- [SELECTED TEXT]:

—————

Mr. Pitkethly quotes Messrs. Watson and O'Shaughnessy as saying, in their evidence before the Royal Commission on Sewage Disposal, that not more than 10% of the solids are digested in septic tanks, but it must be remembered that in many other places evidence was given before the same Commission showing that from 25 to 30% was actually obtained.

Mr. J. D. Watson, in his paper, "Birmingham Sewage-Disposal Works,"[13] read in March, 1910, points out that:

[13] _Minutes of Proceedings_, Inst. C. E., Vol. CLXXXI, p. 259.

"The much-maligned sewage-farm still may be allowed (where the conditions are favourable) to rank as one of the best methods of sewage-disposal. Diverse opinions may be held as to what are favourable conditions, particularly as conditions are sure to vary widely with locality; but it may be assumed that where there is 1 acre of suitable land per 100 persons, as in Berlin and several other important cities, the efficiently-worked sewage-farm, when judged solely by the standard of the effluent produced, is still in the front rank. Effluents from such a farm are remarkable for their paucity of micro-organisms, their low albuminoid ammonia, and their unvarying character."

Assuming that not more than 2,000 acres of the irrigated land at Monterrey were available for sewage purposes, this area would represent the sewage treatment of the present population of not more than 45 persons per acre, and on the basis of the design, that is, for a population of 200,000 persons, this represents not more than 100 persons per acre. In many sewage farms on the continent of Europe, the number treated per acre varies between 80 and 200 persons; for example, at Breslau it is 187, at Berlin 105, at Brunswick 88, and at Steglitz 185.

—————

- [WHAT YOU NEED TO DO]: The passage on sewage farms gives examples of farms on the continent of Europe with the number of persons treated per acre. List each place named in those examples along with its figure. The material after this point is separate from the passage on sewage farms and has no connection to it.

[Dataset rows on where objects appear]
—————

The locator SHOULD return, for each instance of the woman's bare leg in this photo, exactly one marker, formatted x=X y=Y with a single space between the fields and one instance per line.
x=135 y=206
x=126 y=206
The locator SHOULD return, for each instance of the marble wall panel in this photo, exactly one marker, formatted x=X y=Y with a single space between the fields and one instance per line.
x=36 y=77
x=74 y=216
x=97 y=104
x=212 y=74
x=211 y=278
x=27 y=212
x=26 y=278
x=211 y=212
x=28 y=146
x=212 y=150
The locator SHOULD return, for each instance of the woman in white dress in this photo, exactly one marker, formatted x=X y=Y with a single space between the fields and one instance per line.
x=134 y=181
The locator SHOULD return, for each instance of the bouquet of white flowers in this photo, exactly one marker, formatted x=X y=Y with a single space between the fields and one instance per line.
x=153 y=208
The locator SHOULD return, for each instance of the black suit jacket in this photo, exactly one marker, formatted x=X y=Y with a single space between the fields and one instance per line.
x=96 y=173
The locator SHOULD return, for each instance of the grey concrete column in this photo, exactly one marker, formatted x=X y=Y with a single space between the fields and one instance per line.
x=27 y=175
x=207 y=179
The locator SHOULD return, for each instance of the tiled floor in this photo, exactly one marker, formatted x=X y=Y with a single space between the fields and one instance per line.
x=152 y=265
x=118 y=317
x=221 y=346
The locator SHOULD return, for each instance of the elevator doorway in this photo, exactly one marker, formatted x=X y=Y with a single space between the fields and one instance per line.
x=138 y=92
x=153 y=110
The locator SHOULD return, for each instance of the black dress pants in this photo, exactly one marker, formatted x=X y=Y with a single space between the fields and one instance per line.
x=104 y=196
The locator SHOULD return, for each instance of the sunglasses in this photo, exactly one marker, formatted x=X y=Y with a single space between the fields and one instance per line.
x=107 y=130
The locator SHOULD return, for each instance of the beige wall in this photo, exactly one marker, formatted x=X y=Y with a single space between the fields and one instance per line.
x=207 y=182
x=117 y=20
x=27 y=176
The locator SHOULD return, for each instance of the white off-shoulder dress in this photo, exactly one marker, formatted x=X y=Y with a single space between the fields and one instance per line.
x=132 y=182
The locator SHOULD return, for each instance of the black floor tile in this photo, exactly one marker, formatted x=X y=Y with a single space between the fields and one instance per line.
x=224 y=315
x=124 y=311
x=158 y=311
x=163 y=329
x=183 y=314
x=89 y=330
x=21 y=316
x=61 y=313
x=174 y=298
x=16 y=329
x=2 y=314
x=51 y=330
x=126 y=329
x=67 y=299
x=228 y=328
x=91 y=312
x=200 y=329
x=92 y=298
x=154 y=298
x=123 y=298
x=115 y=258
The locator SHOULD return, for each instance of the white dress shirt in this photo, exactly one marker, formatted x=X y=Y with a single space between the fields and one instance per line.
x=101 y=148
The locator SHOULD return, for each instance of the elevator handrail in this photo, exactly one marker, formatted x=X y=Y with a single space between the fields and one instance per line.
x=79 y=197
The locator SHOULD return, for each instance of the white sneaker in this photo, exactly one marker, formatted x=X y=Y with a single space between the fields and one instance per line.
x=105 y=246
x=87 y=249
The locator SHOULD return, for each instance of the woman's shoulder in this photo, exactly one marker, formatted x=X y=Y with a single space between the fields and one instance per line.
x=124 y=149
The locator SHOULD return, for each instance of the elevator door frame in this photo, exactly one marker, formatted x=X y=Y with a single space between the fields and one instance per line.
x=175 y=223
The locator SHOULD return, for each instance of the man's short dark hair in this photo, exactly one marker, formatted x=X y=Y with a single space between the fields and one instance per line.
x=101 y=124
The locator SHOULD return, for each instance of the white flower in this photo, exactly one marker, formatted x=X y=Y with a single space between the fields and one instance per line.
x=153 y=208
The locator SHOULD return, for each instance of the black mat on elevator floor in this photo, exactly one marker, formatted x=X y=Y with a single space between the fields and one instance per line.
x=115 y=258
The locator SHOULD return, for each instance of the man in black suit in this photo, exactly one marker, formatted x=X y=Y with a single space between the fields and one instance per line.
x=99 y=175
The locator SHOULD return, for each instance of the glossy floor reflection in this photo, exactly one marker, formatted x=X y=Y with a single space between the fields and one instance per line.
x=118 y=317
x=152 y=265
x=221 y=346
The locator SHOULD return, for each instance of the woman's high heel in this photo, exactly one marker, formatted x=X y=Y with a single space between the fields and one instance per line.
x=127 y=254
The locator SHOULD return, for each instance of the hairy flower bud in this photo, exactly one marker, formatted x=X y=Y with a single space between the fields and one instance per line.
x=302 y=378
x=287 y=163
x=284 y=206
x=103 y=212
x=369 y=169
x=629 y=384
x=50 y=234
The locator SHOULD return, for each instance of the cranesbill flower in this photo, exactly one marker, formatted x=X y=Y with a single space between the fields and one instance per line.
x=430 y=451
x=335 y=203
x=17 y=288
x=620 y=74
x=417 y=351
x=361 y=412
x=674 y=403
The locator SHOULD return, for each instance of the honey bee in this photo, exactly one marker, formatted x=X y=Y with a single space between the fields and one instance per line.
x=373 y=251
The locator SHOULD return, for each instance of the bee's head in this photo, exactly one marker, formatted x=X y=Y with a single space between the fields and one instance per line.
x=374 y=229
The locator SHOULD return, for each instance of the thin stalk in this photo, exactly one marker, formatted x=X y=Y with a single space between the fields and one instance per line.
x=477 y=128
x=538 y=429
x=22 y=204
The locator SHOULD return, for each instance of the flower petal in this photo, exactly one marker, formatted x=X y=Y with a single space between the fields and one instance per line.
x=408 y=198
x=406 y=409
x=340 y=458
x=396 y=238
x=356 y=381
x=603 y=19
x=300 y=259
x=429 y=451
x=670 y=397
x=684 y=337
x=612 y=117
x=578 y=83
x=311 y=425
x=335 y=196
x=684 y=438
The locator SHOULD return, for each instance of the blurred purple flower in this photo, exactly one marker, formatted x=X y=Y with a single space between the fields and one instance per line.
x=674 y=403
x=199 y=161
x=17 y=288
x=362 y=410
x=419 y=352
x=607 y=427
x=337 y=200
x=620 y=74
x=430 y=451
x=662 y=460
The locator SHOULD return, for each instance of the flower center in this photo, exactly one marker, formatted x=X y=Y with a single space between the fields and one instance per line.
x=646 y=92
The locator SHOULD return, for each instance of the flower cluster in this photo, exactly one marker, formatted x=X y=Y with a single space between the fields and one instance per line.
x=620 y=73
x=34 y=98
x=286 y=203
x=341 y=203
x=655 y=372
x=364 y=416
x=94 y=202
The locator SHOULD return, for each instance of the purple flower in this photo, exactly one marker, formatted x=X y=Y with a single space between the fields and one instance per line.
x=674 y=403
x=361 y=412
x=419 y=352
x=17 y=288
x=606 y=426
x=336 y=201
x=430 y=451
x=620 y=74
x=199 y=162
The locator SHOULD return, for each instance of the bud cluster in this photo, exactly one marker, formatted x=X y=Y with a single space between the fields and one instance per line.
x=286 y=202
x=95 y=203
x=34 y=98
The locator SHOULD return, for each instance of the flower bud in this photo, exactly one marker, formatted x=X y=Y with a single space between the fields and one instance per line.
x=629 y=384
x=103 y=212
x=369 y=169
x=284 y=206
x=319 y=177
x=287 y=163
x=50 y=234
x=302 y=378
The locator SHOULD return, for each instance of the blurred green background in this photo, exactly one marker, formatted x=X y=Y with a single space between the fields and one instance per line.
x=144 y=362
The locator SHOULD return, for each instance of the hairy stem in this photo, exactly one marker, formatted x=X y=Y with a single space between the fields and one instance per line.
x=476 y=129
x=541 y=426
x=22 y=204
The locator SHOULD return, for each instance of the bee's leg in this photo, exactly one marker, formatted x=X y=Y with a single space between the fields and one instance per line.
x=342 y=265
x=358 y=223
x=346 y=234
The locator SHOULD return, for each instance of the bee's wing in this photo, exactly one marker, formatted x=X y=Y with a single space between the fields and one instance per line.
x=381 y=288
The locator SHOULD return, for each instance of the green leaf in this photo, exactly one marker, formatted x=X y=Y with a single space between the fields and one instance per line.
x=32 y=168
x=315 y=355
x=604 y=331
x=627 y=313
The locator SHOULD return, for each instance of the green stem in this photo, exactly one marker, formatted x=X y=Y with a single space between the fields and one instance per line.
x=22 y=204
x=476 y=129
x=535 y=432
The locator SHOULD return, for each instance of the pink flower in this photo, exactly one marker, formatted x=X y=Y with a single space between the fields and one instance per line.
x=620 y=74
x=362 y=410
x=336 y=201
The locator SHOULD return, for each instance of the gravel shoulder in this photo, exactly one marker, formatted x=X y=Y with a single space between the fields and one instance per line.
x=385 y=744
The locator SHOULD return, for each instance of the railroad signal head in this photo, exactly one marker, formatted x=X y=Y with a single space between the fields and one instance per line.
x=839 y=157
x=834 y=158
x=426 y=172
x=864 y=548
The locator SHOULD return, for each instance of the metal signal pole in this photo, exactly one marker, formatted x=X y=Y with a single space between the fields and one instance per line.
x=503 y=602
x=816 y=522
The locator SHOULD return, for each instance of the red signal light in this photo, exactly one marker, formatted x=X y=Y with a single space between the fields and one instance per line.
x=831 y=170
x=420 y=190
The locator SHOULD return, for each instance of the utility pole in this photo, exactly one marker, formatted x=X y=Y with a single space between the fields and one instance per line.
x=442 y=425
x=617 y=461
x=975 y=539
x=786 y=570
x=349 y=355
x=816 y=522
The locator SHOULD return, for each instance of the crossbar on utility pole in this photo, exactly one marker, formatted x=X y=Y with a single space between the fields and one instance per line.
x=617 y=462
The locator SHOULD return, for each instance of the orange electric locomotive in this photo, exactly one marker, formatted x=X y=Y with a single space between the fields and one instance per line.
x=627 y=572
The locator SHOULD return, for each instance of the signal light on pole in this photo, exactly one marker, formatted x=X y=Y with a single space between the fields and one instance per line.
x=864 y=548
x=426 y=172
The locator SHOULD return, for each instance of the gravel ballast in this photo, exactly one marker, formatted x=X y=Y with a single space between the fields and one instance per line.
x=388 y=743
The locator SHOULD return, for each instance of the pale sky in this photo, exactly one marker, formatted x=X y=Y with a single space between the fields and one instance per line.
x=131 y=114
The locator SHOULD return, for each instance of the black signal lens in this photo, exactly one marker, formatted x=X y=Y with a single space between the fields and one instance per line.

—————

- [FINAL RESULT]:
Breslau: 187
Berlin: 105
Brunswick: 88
Steglitz: 185